Grosses délivréesRÉPUBLIQUE FRANÇAISE
aux parties le :AU NOM DU PEUPLE FRANÇAIS
COUR D'APPEL DE PARIS
Pôle 5 - Chambre 6
ARRÊT DU 16 MAI 2013
(n° 199, 6 pages)
Numéro d'inscription au répertoire général : 11/16978.
Décision déférée à la Cour : Jugement du 25 Août 2011 - Tribunal de Grande Instance de BOBIGNY, Chambre7 Section 1 - RG n° 10/03844.
APPELANTE :
Madame [H] [U] épouse [S]
demeurant [Adresse 2],
Représentée par la SCP BOLLING - DURAND - LALLEMENT en la personne de Maître Frédéric LALLEMENT, avocat au barreau de PARIS, toque : P0480,
Assistée de Maître Corinne CHENE HAVAS, avocat au barreau de PARIS, toque : G0842.
INTIMÉE :
Société CAISSE RÉGIONALE DE CRÉDIT AGRICOLE MUTUEL DE PARIS ET D'ILE DE FRANCE agissant poursuites et diligences de ses représentants légaux domiciliés en cette qualité audit siège
ayant son siège social [Adresse 1],
Représentée par la SCP GRAPPOTTE-BENETREAU-JUMEL en la personne de Maître Anne GRAPPOTTE-BENETREAU, avocat au barreau de PARIS, toque : K0111,
Assistée de Maître Béryl BROWN substituant Maître Jean-François JOSSERAND, avocat au barreau de PARIS, toque : A0944.
COMPOSITION DE LA COUR :
En application des dispositions de l'article 786 du code de procédure civile, l'affaire a été débattue le 7 mars 2013, en audience publique, les avocats ne s'y étant pas opposés, devant Madame Caroline FEVRE, Conseillère chargée du rapport.
Ce magistrat a rendu compte des plaidoiries dans le délibéré de la Cour, composée
de :
Madame Marie-Paule MORACCHINI, Présidente
Madame Caroline FEVRE, Conseillère
Madame Muriel GONAND, Conseillère
Un rapport a été présenté à l'audience dans les conditions de l'article 785 du Code de Procédure Civile.
Greffier, lors des débats : M. TL NGUYEN
ARRÊT :
- Contradictoire,
- rendu publiquement par mise à disposition de l'arrêt au greffe de la Cour, les parties en ayant été préalablement avisées dans les conditions prévues au deuxième alinéa de l'article 450 du code de procédure civile.
- signé par Madame Marie-Paule MORACCHINI, Présidente et par Mlle Edwige COLLIN, greffier présent lors du prononcé.
****************
Par acte sous seing privé de vente contenant acte de prêt du 19 février 2004, Monsieur et Madame [G] ont vendu à Monsieur et Madame [S] un fonds de commerce de café, bar et restaurant, situé [Adresse 3]), au prix de 110.000 euros, financé à concurrence de 15.000€ par les acquéreurs sur leurs deniers personnels et de 95.000 euros par un prêt de la Caisse Régionale de Crédit Agricole Mutuel de Paris et d'Ile de France, remboursable en 7 ans avec intérêts au taux fixe de 4,50 % l'an .

DONNÉES FOURNIES
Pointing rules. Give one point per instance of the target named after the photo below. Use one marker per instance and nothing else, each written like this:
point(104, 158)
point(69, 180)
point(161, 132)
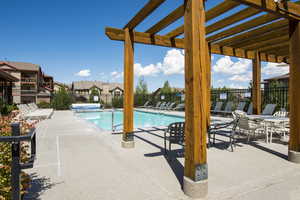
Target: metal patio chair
point(176, 135)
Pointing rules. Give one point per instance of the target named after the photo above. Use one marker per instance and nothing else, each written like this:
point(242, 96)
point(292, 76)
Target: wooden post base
point(294, 156)
point(195, 190)
point(127, 144)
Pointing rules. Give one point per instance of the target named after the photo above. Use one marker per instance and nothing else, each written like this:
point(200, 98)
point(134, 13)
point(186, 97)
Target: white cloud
point(227, 66)
point(234, 86)
point(272, 69)
point(242, 77)
point(116, 75)
point(173, 62)
point(84, 73)
point(149, 70)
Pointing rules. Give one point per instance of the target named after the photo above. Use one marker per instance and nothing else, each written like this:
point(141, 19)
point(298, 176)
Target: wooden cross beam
point(158, 40)
point(289, 10)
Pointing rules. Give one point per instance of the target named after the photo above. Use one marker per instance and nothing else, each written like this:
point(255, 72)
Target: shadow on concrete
point(38, 186)
point(172, 159)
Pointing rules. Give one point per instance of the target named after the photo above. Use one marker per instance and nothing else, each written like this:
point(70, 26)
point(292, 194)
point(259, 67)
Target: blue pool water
point(141, 119)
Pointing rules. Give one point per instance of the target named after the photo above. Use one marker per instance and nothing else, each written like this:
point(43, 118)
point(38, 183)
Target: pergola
point(266, 30)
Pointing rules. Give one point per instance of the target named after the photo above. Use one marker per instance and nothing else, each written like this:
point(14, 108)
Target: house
point(82, 90)
point(57, 86)
point(281, 81)
point(6, 82)
point(32, 85)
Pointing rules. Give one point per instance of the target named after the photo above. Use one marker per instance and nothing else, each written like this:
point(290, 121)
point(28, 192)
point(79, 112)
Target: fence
point(16, 166)
point(276, 95)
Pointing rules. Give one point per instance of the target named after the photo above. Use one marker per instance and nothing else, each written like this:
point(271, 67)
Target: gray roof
point(285, 76)
point(84, 85)
point(23, 65)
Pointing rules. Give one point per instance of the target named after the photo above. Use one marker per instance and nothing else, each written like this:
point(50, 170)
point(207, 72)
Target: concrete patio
point(77, 161)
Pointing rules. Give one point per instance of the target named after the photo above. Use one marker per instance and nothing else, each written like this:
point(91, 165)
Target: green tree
point(166, 89)
point(62, 100)
point(94, 93)
point(141, 87)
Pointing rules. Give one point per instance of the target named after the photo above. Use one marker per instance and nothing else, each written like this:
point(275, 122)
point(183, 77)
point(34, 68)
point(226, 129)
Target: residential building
point(281, 81)
point(32, 85)
point(82, 90)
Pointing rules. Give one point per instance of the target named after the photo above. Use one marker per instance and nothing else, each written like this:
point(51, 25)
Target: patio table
point(270, 119)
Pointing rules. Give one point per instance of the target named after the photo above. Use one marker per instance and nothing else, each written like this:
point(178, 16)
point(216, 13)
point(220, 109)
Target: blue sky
point(67, 39)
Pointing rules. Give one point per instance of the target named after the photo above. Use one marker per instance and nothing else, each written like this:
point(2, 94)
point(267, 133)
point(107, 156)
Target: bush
point(5, 159)
point(44, 104)
point(117, 102)
point(62, 100)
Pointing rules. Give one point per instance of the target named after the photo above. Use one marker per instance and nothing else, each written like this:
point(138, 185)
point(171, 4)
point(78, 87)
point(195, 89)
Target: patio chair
point(218, 107)
point(227, 129)
point(241, 106)
point(249, 127)
point(250, 109)
point(176, 136)
point(269, 109)
point(281, 114)
point(179, 107)
point(228, 108)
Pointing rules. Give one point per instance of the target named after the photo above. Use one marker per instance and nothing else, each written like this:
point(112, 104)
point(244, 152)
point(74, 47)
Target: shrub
point(5, 159)
point(117, 102)
point(62, 100)
point(44, 104)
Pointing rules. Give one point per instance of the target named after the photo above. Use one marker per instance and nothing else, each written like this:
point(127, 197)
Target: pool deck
point(77, 161)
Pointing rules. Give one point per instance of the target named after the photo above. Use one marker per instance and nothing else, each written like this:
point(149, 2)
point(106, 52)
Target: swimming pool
point(141, 119)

CONSIGNES
A - D'après l'extrait cité, à quel taux d'intérêt le prêt du Crédit Agricole était-il consenti ?
B - Reprenez l'extrait cité, en commençant par « Ce magistrat a » et en allant jusqu'à « 785 du Code de Procédure Civile. », et remplacez-y « plaidoiries » par « débats ».
C - Résumez l'extrait cité en deux phrases.

RÉPONSES PAR CONSIGNE
A - À un taux fixe de 4,50 % l'an.

B -
Ce magistrat a rendu compte des débats dans le délibéré de la Cour, composée
de :
Madame Marie-Paule MORACCHINI, Présidente
Madame Caroline FEVRE, Conseillère
Madame Muriel GONAND, Conseillère
Un rapport a été présenté à l'audience dans les conditions de l'article 785 du Code de Procédure Civile.

C - L'arrêt du 16 mai 2013 de la cour d'appel de Paris statue sur l'appel formé contre un jugement du tribunal de grande instance de Bobigny du 25 août 2011, dans une affaire opposant une appelante à la Caisse Régionale de Crédit Agricole Mutuel de Paris et d'Ile de France. Le 19 février 2004, les époux [S] avaient acheté un fonds de commerce de café, bar et restaurant au prix de 110.000 euros, dont 95.000 euros financés par un prêt de cette caisse remboursable en 7 ans au taux fixe de 4,50 % l'an.